## START Exercise data

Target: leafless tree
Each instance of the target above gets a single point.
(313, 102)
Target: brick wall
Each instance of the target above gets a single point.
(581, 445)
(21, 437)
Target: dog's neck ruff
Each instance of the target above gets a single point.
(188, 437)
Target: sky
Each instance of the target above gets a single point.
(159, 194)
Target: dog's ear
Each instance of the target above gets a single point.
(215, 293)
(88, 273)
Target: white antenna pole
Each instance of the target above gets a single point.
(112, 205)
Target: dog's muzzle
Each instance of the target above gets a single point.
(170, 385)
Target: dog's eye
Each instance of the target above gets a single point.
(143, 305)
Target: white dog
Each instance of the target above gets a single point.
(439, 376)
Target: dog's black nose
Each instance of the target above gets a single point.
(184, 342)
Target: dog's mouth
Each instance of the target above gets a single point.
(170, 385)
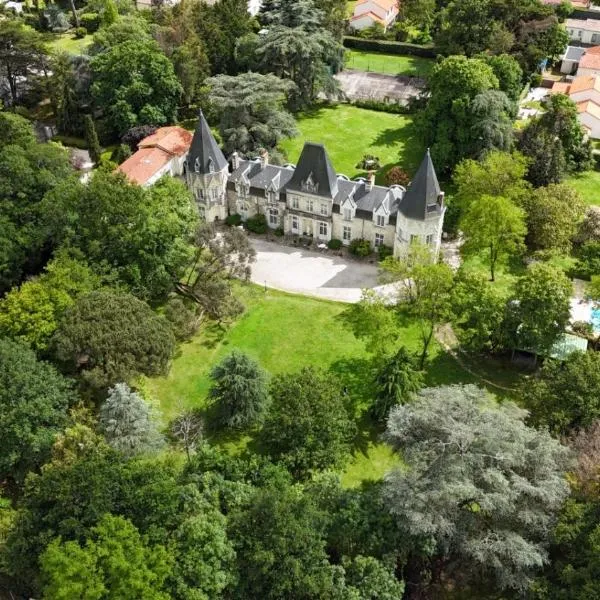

## END Exercise data

▸ **To do**
Recast every line of the items above as a JSON list of strings, one string per line and no strings for blank lines. Leave the picture out.

▸ **Exercise solution**
[
  "Target: leafless tree",
  "Each instance of the target above gets a single point.",
  "(313, 102)",
  "Target: brick wall",
  "Each instance of the target above gets a single point.",
  "(581, 445)",
  "(21, 437)",
  "Target: dog's neck ruff",
  "Each instance of the target above gets a single point.",
  "(188, 437)",
  "Target: sky",
  "Each instance of the target above gets a single point.",
  "(159, 194)",
  "Target: dog's ear",
  "Each instance of the target above gets a single point.",
  "(215, 293)",
  "(88, 273)",
  "Target: white antenna pole",
  "Each instance of the target above gets a single point.",
  "(112, 205)",
  "Target: dog's muzzle",
  "Each instance of the target above gets a single point.",
  "(170, 385)",
  "Target: dog's eye",
  "Each instance of the target above gets a single point.",
  "(143, 305)",
  "Target: white dog",
  "Each instance of the target above gets a single point.",
  "(439, 376)",
  "Target: dog's black nose",
  "Each instance of the target above gets a single point.",
  "(184, 342)",
  "Target: dog's mouth",
  "Each instance of the target above gets a single point.",
  "(170, 385)"
]